Jelajah Cagar Alam Bukit Sapat Hawung 2023: Enigma Terra Incognita

By National Geographic Indonesia, Minggu, 3 Desember 2023 | 12:00 WIB
Medan yang cukup sulit menjadikan tantangan tersendiri bagi tim untuk menjelajah Cagar Alam Sapat Hawung. Medan melalui Sungai Barito yang berarus deras dan perbukitan yang terjal. (BKSDA Kalimantan Tengah)

 

Oleh Titik Kartitiani—Kontributor National Geographic Indonesia

Di jantung hutan hujan Kalimantan, menghampar misteri dan keajaiban yang belum tersentuh. Segenap peneliti muda bidang flora fauna menulis ulang narasi eksplorasi para naturalis. Setiap langkah adalah hasrat, keingintahuan dan penemuan untuk mencatat biodiversiti tanah Borneo yang membentangkan permadani alam yang rumit.

“Saya bukan peneliti, tapi saya bisa menangkap aura kecantikan hutan Kalimantan. Aura kekayaan hutan Indonesia yang luar biasa. Para peneliti muda yang ikut dalam tim jelajah seperti anak kecil yang diberi mainan, seperti ektase…,” kata Sadtata Noor Adirahmanta, Kepala BKSDA Kalimantan Tengah sekaligus Ketua Tim Jelajah Sapat Hawung 2023.

Ia berhenti sejenak, menghela napas. Ada semangat yang masih hangat, ada rasa haru atas ekspedisi akbar yang baru seminggu berlalu. National Geographic Indonesia mewawancarai Sadtata di sela-sela ia mengikuti rakor di Manggala Wanabhakti, Oktober 2023.

Jelajah Cagar Alam Sapat Hawung, Explore the Hidden World adalah sebuah perjalanan yang unik dari penjelajahan-penjelajahan lain yang pernah ada. Ekspedisi yang berlangsung pada 9 – 24 September 2023 diinisasi oleh BKSDA Kalimantan Tengah dengan melibatkan 70 orang terdiri dari 23 tim (peneliti dan videografer) dan 47 porter.

 

Di jalan menuju kawasan cagar alam, seorang peneliti berhenti ketika menjumpai tumbuhan yang menarik. Selanjutnya ia segera menelisiknya. (BKSDA Kalimantan Tengah)

————————

[SOAL LATIHAN 1]:
Menurut teks tentang jelajah Cagar Alam Sapat Hawung, berapa orang yang ikut dalam ekspedisi itu?
[SOAL LATIHAN 2]:
Ambil dari teks tentang jelajah Cagar Alam Sapat Hawung semua bagian mulai dari "Di jalan menuju" sampai ke "menelisiknya. (BKSDA Kalimantan Tengah)", tanpa mengubah apa pun.
[SOAL LATIHAN 3]:
Lanjutkan teks tentang jelajah Cagar Alam Sapat Hawung, mulai setelah kalimat terakhir yang ada.
Baris-baris data ini berasal dari sumber yang berbeda dengan teks bacaan.

————————

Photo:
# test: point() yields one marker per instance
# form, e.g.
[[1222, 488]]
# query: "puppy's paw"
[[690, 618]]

————————

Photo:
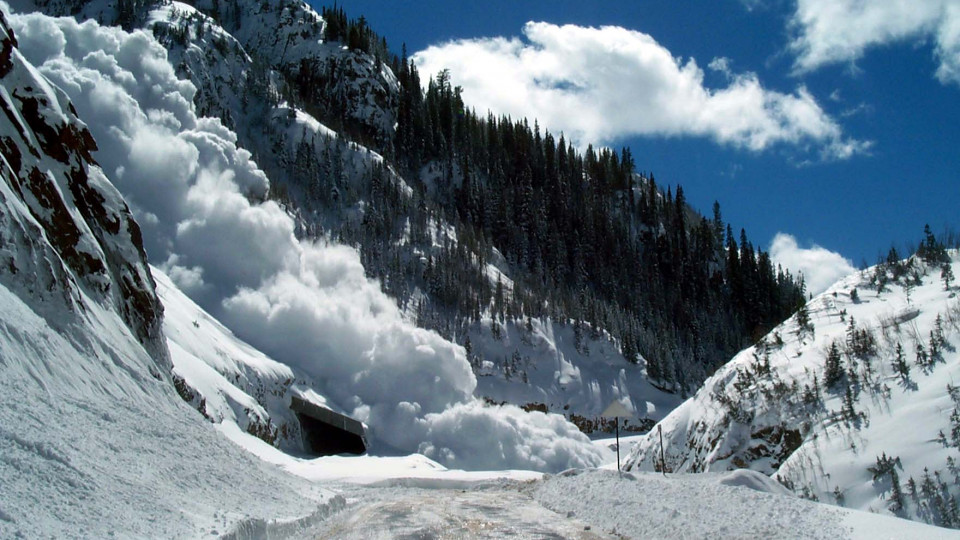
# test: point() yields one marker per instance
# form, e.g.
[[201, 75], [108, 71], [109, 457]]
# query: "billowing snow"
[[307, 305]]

————————

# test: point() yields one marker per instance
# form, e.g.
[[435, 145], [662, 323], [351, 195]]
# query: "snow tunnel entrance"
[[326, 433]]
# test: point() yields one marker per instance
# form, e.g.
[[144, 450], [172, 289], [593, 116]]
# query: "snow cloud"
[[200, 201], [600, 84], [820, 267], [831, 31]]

————————

[JAWABAN LATIHAN 1]:
70 orang, terdiri dari 23 tim (peneliti dan videografer) dan 47 porter.

[JAWABAN LATIHAN 2]:
Di jalan menuju kawasan cagar alam, seorang peneliti berhenti ketika menjumpai tumbuhan yang menarik. Selanjutnya ia segera menelisiknya. (BKSDA Kalimantan Tengah)

[JAWABAN LATIHAN 3]:
Tim porter dibagi dalam 2 shift mengingat perjalanan yang cukup lama yaitu 2 minggu di dalam hutan menuju kawasan Cagar Alam Bukit Sapat Hawung, Kalimantan Tengah yang bahkan belum pernah dieksplorasi secara detail.

“Saya bisa katakan hampir tidak terjamah. Masyarakat tidak punya kepentingan ke situ. Masyarakat Desa Kelasin, desa terdekat biasanya mencari gaharu hingga ke pedalaman hutan namun tetap belum sampai ke sini, terlalu jauh,” terang Sadtata.

Sadtata memberi gambaran, untuk mencapai batas cagar alam membutuhkan waktu sekitar 10 hari. Dari Dari Desa Kelasin, desa terakhir, berangkat dengan perahu klotok selama lebih kurang 4 jam ke arah hulu Sungai Barito.

Kemudian dilanjutkan dengan eksplorasi selama 6 hari dengan jalan kaki baru sampai batas cagar alam. Dari desa terakhir tersebut, sepajang perjalanan adalah kawasan hutan produksi dan hutan lindung dengan ekosistem hutan primer yang belum terjamah oleh pemegang izin usaha bidang kehutanan. Kemungkinan hal ini disebabkan oleh tingginya biaya operasional di wilayah ini.

Proses koleksi spesimen dan pendataan di lapangan. Kiri-kanan: Sadtata Noor Adirahmanta (Kepala BKSDA Kalimantan Tengah), Yuda R. Yudistira (orchidologist), Roland Putra Pribadi Ahmad (botanist). (BKSDA Kalimantan Tengah)

“Dua minggu di dalam hutan, sebagian besar waktunya berada di luar kawasan cagar alam. Itu pun keanekaragaman hayatinya sudah sangat kaya. Kami masuk melakukan eksplorasi di dalam kawasan cagar alam, dan itu pun masih di pinggiran, hanya 3 hari,” tambahnya.

Jauh dari jangkauan, wilayah yang menawarkan keragaman hayati yang belum tersentuh dan bagian puncaknya hampir selalu tertutup kabut ini menjadi magnet bagi para peneliti. Baring hawung, demikian masyarakat lokal menyebut. Bukit tinggi yang besar dan memanjang dan berembun alias ditutupi kabut.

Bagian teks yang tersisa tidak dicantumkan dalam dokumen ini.